→ **Extrait du texte**
━━━━━━━━━━

"Oui, il est possible que la sérénité, lorsque l'on est confronté, dans son propre pays, tout d'abord à la montée du nazisme, puis aux exactions contre les juifs, ne soit pas la qualité qui convienne"
Sûrement fallait-il qu'il affronta le nazisme frontalement, d'après vous ? Je pense au contraire que le retrait progressif du champ politique fut, pour Jünger, une conséquence logique de son incroyable trajectoire. Car n'oublions pas qu'au fur et à mesure que son aversion pour la démocratie grandissait, son refus de Hitler augmentait aussi, laissant toujours plus de place à l'esthète, et, philosophiquement parlant, à l'Anarque, qui, se retirant au plus profond de lui-même, vainc l'angoisse, la douleur, le doute (sorte de renoncement ascético-esthétique). C'est ainsi que Jünger a trouvé son identité, est devenu le diagnostiqueur de notre temps, éloigné de tout dogme dans son questionnement comme dans les réponses qu'il suggère.
Goebbels écrivait : "Aujourd'hui Jünger s'enferme et se refuse à la vie, et ses écrits ne sont plus qu'encre, littérature" (Journaux, 7 oct 1929).

━━━━━━━━━━

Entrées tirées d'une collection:
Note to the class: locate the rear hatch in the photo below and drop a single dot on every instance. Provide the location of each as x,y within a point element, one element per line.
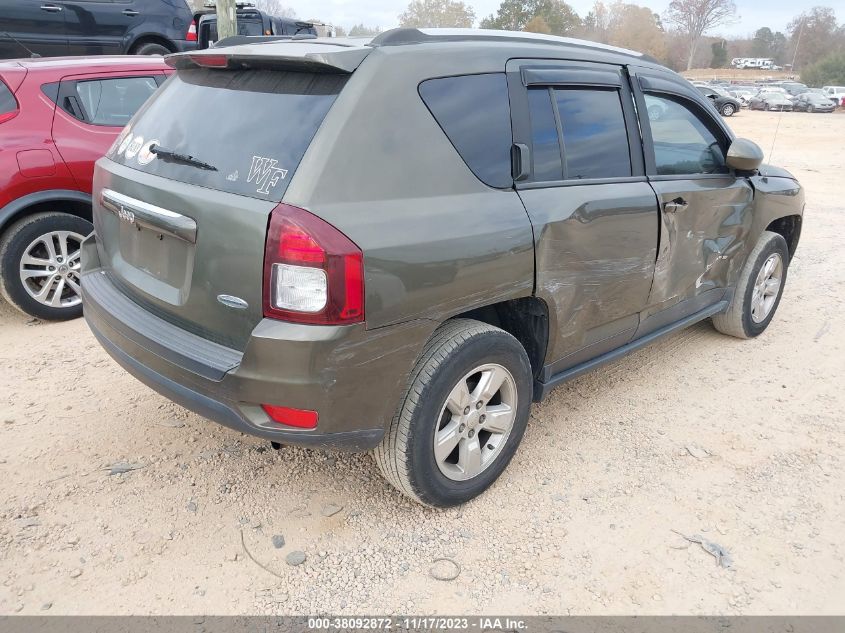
<point>186,241</point>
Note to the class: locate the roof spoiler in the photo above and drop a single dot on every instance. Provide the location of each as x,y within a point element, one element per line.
<point>237,40</point>
<point>290,54</point>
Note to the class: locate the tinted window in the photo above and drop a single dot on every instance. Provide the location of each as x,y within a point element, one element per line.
<point>683,143</point>
<point>595,141</point>
<point>544,136</point>
<point>592,125</point>
<point>474,112</point>
<point>114,101</point>
<point>253,127</point>
<point>7,100</point>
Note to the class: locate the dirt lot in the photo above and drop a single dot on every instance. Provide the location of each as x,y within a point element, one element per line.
<point>738,442</point>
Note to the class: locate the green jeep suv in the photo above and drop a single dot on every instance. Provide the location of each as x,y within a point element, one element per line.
<point>398,245</point>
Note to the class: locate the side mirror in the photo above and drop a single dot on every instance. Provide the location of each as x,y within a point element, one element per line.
<point>744,155</point>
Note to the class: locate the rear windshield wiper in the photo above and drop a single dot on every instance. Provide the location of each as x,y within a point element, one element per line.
<point>168,154</point>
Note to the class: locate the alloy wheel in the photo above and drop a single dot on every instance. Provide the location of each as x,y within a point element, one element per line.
<point>50,269</point>
<point>475,422</point>
<point>766,288</point>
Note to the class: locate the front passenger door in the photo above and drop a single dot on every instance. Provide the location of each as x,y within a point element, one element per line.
<point>705,209</point>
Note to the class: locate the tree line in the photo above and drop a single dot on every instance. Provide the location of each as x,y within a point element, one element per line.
<point>681,37</point>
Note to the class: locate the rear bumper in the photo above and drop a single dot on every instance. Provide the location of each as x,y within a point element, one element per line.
<point>352,377</point>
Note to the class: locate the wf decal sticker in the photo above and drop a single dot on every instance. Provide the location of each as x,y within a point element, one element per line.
<point>264,173</point>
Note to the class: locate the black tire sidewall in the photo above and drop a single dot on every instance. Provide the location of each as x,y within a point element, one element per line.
<point>776,245</point>
<point>431,485</point>
<point>15,250</point>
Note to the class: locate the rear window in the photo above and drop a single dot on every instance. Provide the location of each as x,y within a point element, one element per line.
<point>252,127</point>
<point>7,99</point>
<point>474,112</point>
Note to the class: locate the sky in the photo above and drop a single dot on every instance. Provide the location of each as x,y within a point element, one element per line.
<point>752,14</point>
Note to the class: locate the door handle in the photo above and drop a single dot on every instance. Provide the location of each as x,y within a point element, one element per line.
<point>678,204</point>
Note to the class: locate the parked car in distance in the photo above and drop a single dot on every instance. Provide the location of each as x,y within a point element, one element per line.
<point>724,103</point>
<point>81,27</point>
<point>251,22</point>
<point>413,297</point>
<point>813,102</point>
<point>770,100</point>
<point>836,94</point>
<point>58,116</point>
<point>742,94</point>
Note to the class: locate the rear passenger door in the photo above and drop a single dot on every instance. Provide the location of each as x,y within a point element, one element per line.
<point>580,173</point>
<point>705,214</point>
<point>99,27</point>
<point>92,109</point>
<point>37,25</point>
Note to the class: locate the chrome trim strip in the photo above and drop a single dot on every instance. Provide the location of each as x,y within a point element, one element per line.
<point>145,214</point>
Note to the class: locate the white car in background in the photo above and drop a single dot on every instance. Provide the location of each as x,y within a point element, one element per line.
<point>835,94</point>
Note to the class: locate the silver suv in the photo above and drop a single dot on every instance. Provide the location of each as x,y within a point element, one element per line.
<point>399,245</point>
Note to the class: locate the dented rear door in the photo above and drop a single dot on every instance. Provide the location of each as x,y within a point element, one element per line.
<point>705,209</point>
<point>592,209</point>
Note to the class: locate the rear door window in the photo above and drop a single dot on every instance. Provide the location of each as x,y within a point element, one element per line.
<point>112,102</point>
<point>474,112</point>
<point>578,133</point>
<point>7,100</point>
<point>251,128</point>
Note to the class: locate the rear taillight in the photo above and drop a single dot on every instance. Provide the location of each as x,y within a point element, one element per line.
<point>313,273</point>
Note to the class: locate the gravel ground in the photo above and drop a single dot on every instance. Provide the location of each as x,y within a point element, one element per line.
<point>735,445</point>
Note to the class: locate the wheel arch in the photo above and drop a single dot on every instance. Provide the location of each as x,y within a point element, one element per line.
<point>788,226</point>
<point>73,202</point>
<point>149,38</point>
<point>526,319</point>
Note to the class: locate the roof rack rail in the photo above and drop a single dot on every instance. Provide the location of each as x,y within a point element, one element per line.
<point>404,36</point>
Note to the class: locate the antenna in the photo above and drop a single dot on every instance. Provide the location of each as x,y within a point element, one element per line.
<point>794,57</point>
<point>19,43</point>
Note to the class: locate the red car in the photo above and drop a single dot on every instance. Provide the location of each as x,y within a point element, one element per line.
<point>57,117</point>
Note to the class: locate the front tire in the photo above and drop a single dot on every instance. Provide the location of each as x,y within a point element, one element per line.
<point>462,416</point>
<point>39,265</point>
<point>759,289</point>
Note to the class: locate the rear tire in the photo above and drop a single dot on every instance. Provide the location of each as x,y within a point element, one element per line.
<point>441,406</point>
<point>151,48</point>
<point>756,298</point>
<point>30,237</point>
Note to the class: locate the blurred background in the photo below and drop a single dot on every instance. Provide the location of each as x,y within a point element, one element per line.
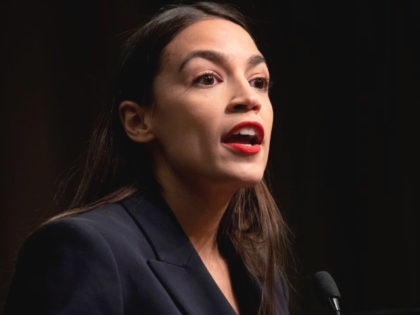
<point>344,158</point>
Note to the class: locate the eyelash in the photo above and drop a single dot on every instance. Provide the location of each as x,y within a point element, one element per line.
<point>212,76</point>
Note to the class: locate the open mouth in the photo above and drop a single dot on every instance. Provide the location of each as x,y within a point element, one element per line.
<point>245,137</point>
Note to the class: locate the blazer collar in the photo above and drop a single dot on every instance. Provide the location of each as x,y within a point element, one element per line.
<point>177,265</point>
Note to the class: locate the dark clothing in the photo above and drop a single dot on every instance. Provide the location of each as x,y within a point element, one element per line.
<point>130,257</point>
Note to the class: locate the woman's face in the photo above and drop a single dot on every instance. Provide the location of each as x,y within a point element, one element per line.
<point>212,116</point>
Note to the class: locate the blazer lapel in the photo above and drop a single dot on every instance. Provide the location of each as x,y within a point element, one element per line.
<point>177,265</point>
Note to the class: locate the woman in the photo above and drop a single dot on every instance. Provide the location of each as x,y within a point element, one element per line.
<point>172,215</point>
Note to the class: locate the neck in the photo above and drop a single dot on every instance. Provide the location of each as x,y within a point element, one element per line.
<point>199,211</point>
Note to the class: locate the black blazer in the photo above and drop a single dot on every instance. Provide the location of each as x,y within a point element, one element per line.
<point>126,258</point>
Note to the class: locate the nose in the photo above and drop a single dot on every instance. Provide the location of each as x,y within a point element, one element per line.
<point>244,98</point>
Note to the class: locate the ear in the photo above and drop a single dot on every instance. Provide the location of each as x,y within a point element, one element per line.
<point>136,121</point>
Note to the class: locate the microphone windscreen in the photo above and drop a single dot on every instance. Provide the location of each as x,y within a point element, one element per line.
<point>325,285</point>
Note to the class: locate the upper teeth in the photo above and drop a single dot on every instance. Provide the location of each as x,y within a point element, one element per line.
<point>246,132</point>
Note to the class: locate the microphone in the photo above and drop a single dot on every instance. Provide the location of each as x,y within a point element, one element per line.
<point>327,290</point>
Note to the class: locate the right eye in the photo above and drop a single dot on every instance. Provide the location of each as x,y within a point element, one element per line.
<point>206,79</point>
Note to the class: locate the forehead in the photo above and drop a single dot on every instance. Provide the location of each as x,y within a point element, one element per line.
<point>215,34</point>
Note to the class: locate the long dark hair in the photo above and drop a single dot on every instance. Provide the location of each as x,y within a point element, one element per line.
<point>115,166</point>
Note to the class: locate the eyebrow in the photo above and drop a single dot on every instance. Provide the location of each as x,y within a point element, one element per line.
<point>218,57</point>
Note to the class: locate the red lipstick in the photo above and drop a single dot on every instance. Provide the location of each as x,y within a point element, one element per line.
<point>245,137</point>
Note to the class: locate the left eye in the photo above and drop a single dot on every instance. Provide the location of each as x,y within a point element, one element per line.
<point>259,83</point>
<point>206,79</point>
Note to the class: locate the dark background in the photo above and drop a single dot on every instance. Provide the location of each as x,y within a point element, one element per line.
<point>344,162</point>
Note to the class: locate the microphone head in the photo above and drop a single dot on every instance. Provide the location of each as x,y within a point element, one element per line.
<point>326,286</point>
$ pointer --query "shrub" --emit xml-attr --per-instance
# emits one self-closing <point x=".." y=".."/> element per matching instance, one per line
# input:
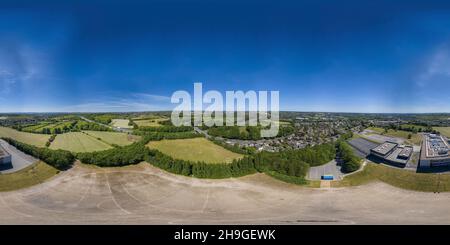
<point x="59" y="159"/>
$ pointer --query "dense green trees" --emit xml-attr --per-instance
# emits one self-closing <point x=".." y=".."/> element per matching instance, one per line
<point x="119" y="156"/>
<point x="350" y="162"/>
<point x="245" y="132"/>
<point x="59" y="159"/>
<point x="168" y="129"/>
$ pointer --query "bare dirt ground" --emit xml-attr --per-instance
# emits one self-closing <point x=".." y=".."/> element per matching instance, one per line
<point x="142" y="194"/>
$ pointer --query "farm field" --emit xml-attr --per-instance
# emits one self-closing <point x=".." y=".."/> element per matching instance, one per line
<point x="114" y="137"/>
<point x="121" y="123"/>
<point x="443" y="130"/>
<point x="150" y="122"/>
<point x="416" y="139"/>
<point x="197" y="149"/>
<point x="28" y="138"/>
<point x="32" y="175"/>
<point x="78" y="142"/>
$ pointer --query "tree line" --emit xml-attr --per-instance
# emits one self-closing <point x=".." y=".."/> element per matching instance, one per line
<point x="350" y="162"/>
<point x="60" y="159"/>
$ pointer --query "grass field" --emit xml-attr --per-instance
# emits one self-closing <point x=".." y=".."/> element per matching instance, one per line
<point x="121" y="123"/>
<point x="114" y="137"/>
<point x="28" y="138"/>
<point x="197" y="149"/>
<point x="443" y="130"/>
<point x="78" y="142"/>
<point x="397" y="177"/>
<point x="150" y="122"/>
<point x="32" y="175"/>
<point x="416" y="139"/>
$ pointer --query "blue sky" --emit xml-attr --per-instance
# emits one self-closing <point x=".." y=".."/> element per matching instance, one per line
<point x="344" y="56"/>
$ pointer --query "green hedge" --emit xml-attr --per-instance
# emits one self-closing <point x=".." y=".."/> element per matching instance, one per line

━━━━━━━━━━

→ **Questions à traiter**
**1)** D'après le texte sur Jünger, de quelle date est l'extrait des Journaux de Goebbels qui y est cité ?
**2)** Recopiez fidèlement le passage du texte sur Jünger qui va de « Sûrement fallait-il qu'il » jusqu'à « 7 oct 1929). » inclus.

→ **Réponses attendues**
**1)** Du 7 octobre 1929.

**2)**
Sûrement fallait-il qu'il affronta le nazisme frontalement, d'après vous ? Je pense au contraire que le retrait progressif du champ politique fut, pour Jünger, une conséquence logique de son incroyable trajectoire. Car n'oublions pas qu'au fur et à mesure que son aversion pour la démocratie grandissait, son refus de Hitler augmentait aussi, laissant toujours plus de place à l'esthète, et, philosophiquement parlant, à l'Anarque, qui, se retirant au plus profond de lui-même, vainc l'angoisse, la douleur, le doute (sorte de renoncement ascético-esthétique). C'est ainsi que Jünger a trouvé son identité, est devenu le diagnostiqueur de notre temps, éloigné de tout dogme dans son questionnement comme dans les réponses qu'il suggère.
Goebbels écrivait : "Aujourd'hui Jünger s'enferme et se refuse à la vie, et ses écrits ne sont plus qu'encre, littérature" (Journaux, 7 oct 1929).